• **Exercise instructions**
Everything from the line containing "rough mask: <svg" to the final line of the records below should be given again exactly, and nothing else.
#### Material to process
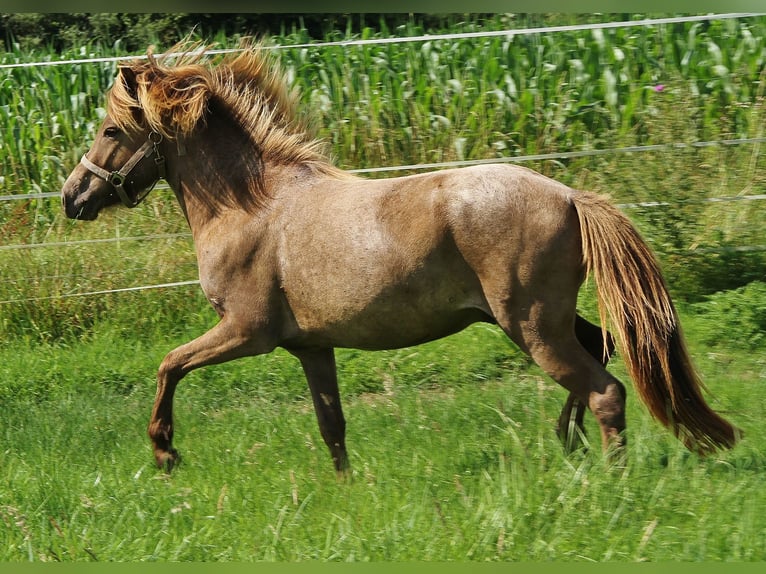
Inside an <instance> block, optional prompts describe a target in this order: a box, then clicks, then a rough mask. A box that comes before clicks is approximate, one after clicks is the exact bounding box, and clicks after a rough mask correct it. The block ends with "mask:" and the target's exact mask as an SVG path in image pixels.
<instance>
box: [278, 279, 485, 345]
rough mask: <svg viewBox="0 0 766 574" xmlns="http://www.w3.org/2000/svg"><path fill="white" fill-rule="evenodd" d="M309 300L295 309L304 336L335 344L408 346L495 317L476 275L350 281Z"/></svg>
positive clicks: (457, 329)
mask: <svg viewBox="0 0 766 574" xmlns="http://www.w3.org/2000/svg"><path fill="white" fill-rule="evenodd" d="M437 279H438V280H437ZM310 301H311V299H308V300H304V304H303V305H299V306H298V308H295V309H294V310H293V312H294V314H295V318H296V320H297V323H298V326H299V328H300V330H301V338H302V339H304V340H305V342H306V343H313V344H322V345H327V346H333V347H350V348H357V349H371V350H372V349H375V350H380V349H392V348H400V347H408V346H412V345H416V344H419V343H423V342H426V341H431V340H434V339H438V338H441V337H444V336H447V335H450V334H452V333H456V332H458V331H460V330H462V329H464V328H465V327H467V326H468V325H470V324H472V323H475V322H477V321H491V320H492V318H491V314H490V311H489V309H488V306H487V303H486V300H485V299H484V296H483V293H482V291H481V288H480V287H479V284H478V280H477V279H475V277H474V278H470V277H465V276H463V277H460V276H458V277H455V276H452V277H450V276H443V277H440V278H437V277H413V278H410V280H409V281H406V282H403V283H399V284H396V285H389V286H388V287H383V288H379V289H368V290H359V289H355V288H352V287H351V286H349V287H348V288H347V289H346V290H345V292H340V293H337V294H336V295H335V296H332V297H325V298H317V299H314V304H310Z"/></svg>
########
• **Task solution**
rough mask: <svg viewBox="0 0 766 574" xmlns="http://www.w3.org/2000/svg"><path fill="white" fill-rule="evenodd" d="M309 300L295 309L304 336L335 344L408 346L495 317L476 275L350 281Z"/></svg>
positive clicks: (457, 329)
mask: <svg viewBox="0 0 766 574" xmlns="http://www.w3.org/2000/svg"><path fill="white" fill-rule="evenodd" d="M437 279H438V280H437ZM310 301H311V299H308V300H304V304H303V305H299V306H298V308H295V309H294V310H293V312H294V314H295V318H296V320H297V323H298V326H299V328H300V330H301V338H302V339H304V340H305V342H306V343H313V344H322V345H327V346H333V347H350V348H357V349H371V350H372V349H375V350H380V349H392V348H400V347H408V346H412V345H416V344H419V343H423V342H426V341H431V340H434V339H438V338H441V337H444V336H447V335H450V334H452V333H456V332H458V331H460V330H462V329H464V328H465V327H467V326H468V325H470V324H472V323H475V322H477V321H491V320H492V318H491V314H490V311H489V309H488V306H487V303H486V300H485V299H484V296H483V293H482V291H481V288H480V287H479V284H478V280H477V279H475V277H474V278H470V277H465V276H463V277H460V276H458V277H455V276H452V277H450V276H443V277H440V278H437V277H413V278H410V280H409V281H406V282H403V283H399V284H396V285H389V286H388V287H383V288H379V289H368V290H359V289H355V288H352V287H351V286H349V287H348V288H347V289H346V290H345V292H340V293H337V294H336V295H335V296H332V297H325V298H317V299H314V304H310Z"/></svg>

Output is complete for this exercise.